* TASK
Below are records; quote them exactly from the first line through the line that contains "Sample output: [[218, 292]]".

(Stored records)

---*---

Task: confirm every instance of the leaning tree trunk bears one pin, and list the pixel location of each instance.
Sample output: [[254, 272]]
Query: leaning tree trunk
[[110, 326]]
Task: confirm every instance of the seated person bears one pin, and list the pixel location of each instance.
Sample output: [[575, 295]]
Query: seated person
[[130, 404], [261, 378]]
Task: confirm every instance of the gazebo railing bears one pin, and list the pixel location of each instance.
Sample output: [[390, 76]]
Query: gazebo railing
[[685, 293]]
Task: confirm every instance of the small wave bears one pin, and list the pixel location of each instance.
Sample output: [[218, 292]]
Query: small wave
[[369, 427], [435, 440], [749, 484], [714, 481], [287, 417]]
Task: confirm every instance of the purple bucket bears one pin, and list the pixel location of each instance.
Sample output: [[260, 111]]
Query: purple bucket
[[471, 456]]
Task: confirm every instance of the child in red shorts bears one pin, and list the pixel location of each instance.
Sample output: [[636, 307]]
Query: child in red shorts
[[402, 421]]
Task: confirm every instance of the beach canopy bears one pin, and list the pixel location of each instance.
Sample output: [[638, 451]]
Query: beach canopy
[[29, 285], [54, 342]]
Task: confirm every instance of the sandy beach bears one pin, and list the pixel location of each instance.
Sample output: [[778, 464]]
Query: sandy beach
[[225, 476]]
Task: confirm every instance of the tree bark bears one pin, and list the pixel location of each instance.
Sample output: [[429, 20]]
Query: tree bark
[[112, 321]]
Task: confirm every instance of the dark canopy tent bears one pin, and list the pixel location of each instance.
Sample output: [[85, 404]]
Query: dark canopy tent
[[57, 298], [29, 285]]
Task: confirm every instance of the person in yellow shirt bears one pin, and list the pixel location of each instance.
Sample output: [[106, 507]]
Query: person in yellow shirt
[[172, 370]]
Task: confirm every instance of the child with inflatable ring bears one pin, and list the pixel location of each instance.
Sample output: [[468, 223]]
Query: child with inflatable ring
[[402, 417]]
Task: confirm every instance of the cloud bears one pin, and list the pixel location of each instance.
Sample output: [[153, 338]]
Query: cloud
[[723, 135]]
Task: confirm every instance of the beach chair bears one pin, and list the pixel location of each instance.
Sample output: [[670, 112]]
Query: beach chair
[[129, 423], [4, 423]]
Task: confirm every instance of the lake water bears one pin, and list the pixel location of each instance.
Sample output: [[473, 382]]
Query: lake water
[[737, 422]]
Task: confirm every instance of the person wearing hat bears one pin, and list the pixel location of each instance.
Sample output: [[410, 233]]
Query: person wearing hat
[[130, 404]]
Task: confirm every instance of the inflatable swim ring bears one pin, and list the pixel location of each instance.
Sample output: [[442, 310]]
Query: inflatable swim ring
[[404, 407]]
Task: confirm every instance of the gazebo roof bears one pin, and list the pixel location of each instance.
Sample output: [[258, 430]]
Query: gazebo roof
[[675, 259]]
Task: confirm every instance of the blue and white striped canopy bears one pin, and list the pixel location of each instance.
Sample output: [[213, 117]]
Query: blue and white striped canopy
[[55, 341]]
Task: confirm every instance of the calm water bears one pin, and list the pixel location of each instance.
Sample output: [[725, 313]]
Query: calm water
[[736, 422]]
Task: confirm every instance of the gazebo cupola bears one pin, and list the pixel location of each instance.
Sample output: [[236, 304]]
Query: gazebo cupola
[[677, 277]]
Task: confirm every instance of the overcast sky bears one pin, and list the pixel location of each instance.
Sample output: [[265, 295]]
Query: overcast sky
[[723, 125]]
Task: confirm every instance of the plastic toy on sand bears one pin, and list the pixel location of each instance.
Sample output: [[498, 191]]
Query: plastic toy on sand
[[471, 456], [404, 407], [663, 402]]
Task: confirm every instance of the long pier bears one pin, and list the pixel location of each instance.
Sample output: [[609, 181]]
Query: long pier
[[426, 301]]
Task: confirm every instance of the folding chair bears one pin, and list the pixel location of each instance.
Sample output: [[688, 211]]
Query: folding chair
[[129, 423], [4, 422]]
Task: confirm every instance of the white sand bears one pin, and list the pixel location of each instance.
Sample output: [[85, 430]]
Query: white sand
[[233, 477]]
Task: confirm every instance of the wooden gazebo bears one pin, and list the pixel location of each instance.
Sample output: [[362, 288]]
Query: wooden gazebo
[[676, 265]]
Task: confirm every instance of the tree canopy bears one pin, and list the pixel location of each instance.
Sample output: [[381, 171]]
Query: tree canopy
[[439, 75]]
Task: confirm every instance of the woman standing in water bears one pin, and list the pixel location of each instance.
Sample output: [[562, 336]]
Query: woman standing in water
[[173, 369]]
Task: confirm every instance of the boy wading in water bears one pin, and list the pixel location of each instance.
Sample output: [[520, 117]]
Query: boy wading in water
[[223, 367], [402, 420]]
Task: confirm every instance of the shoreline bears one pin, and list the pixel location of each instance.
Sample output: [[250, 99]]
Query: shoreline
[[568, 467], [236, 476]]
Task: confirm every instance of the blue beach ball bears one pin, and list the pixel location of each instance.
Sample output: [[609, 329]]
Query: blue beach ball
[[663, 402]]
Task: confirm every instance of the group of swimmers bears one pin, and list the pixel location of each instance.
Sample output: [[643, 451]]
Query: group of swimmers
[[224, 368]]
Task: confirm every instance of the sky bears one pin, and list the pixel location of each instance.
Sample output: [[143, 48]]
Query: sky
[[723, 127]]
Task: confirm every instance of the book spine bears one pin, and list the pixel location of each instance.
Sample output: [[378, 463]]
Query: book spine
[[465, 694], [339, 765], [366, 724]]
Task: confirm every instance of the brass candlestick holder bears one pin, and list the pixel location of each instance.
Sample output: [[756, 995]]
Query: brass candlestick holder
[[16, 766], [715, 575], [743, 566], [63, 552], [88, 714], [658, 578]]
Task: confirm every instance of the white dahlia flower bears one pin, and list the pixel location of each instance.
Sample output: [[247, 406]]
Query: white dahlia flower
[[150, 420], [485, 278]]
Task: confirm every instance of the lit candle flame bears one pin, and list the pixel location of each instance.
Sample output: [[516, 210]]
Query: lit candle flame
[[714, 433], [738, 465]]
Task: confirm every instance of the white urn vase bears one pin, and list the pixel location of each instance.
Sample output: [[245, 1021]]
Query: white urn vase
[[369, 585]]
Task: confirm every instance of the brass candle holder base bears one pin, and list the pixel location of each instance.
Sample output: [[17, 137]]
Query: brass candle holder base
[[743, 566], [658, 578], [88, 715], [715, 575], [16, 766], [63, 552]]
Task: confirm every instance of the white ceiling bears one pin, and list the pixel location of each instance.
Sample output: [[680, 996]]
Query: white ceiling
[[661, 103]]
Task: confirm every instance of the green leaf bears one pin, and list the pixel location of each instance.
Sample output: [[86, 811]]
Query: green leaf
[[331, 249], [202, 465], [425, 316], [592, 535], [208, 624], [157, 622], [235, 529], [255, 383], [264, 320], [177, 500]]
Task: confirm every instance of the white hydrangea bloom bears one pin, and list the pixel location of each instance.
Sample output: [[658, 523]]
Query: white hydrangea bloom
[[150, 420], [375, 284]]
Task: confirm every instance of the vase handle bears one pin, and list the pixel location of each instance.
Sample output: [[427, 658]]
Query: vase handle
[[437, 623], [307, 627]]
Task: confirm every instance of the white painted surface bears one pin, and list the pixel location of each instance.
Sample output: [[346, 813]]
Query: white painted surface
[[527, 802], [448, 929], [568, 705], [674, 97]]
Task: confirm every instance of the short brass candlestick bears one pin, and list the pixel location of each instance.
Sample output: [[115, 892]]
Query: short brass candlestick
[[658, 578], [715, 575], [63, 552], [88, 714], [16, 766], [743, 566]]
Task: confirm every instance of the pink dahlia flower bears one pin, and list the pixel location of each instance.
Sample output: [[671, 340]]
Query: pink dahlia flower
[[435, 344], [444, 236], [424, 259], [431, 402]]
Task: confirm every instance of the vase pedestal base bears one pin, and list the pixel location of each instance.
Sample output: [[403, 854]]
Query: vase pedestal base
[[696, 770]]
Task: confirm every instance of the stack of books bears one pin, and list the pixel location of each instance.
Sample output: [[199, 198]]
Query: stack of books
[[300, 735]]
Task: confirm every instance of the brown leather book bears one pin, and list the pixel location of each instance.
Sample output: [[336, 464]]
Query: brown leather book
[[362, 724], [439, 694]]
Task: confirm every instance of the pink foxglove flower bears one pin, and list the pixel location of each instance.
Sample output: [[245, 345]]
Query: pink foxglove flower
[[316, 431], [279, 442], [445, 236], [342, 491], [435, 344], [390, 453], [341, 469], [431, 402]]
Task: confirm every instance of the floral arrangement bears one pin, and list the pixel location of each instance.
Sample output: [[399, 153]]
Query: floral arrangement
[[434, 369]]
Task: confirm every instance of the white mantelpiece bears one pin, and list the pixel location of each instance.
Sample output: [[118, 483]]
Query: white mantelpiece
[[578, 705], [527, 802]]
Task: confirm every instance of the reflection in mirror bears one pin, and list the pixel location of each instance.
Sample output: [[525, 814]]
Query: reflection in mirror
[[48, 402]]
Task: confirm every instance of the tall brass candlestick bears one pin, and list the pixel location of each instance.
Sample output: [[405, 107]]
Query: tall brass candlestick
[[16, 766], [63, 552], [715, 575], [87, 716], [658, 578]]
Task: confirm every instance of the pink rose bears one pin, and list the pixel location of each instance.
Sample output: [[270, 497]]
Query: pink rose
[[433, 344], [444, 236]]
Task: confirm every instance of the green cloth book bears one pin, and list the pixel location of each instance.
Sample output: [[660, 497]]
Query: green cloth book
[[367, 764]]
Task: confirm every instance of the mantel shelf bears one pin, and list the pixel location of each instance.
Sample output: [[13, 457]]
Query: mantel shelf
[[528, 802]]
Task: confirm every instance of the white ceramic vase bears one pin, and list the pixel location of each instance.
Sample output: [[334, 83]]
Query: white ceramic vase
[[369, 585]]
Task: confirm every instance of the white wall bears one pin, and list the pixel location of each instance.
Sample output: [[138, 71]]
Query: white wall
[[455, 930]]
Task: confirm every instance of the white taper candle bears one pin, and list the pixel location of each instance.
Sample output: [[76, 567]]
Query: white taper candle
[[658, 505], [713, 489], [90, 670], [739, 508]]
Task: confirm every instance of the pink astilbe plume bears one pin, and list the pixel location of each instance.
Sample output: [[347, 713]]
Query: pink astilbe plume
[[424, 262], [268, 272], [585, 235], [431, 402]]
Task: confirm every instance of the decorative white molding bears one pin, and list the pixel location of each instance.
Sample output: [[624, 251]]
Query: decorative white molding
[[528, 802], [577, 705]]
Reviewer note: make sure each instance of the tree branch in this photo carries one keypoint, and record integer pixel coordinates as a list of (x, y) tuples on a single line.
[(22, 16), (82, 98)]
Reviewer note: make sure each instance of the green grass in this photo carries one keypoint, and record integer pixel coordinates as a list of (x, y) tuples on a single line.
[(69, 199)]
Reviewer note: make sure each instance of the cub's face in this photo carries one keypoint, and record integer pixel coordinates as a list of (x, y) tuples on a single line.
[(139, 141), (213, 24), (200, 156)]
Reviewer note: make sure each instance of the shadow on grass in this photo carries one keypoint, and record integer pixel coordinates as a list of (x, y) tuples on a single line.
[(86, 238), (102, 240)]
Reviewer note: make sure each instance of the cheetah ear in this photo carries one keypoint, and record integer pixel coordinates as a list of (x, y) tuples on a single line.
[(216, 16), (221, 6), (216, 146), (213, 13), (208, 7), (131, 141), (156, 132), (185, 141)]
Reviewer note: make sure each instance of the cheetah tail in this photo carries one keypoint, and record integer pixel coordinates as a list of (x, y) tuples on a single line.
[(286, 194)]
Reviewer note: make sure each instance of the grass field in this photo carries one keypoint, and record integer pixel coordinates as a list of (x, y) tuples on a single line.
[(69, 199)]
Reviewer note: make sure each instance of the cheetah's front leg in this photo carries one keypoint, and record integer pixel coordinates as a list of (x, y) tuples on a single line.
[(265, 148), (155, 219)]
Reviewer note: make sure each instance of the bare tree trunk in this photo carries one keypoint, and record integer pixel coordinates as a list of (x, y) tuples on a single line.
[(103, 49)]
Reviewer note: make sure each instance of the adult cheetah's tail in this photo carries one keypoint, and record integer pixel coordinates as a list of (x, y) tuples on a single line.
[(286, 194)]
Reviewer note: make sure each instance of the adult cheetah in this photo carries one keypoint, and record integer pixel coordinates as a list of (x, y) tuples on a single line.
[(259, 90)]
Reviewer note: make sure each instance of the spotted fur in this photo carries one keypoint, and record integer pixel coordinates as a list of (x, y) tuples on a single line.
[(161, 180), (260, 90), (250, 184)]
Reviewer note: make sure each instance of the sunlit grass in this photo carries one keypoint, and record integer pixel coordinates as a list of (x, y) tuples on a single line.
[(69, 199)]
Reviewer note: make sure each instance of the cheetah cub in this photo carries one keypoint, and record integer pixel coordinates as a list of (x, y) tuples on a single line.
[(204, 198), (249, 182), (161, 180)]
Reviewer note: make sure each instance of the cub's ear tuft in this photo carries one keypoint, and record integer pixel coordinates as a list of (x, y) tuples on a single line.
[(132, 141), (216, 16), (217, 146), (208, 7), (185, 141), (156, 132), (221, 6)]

---*---

* RESPONSE
Task: confirm every instance of the leaning tree trunk bears one pin, and list the pixel location of each instance.
Sample output: [[254, 272]]
Query: leaning tree trunk
[[110, 326]]
Task: confirm every instance of the seated person bears one pin, and list the pixel location of each instance.
Sample output: [[575, 295]]
Query: seated person
[[130, 404], [261, 378]]
Task: confirm every instance of the gazebo railing bears one pin, and list the pixel location of each instance.
Sample output: [[390, 76]]
Query: gazebo railing
[[685, 293]]
Task: confirm every instance of the small wave bears one pin, and list the pixel location of each instance.
Sample output: [[218, 292]]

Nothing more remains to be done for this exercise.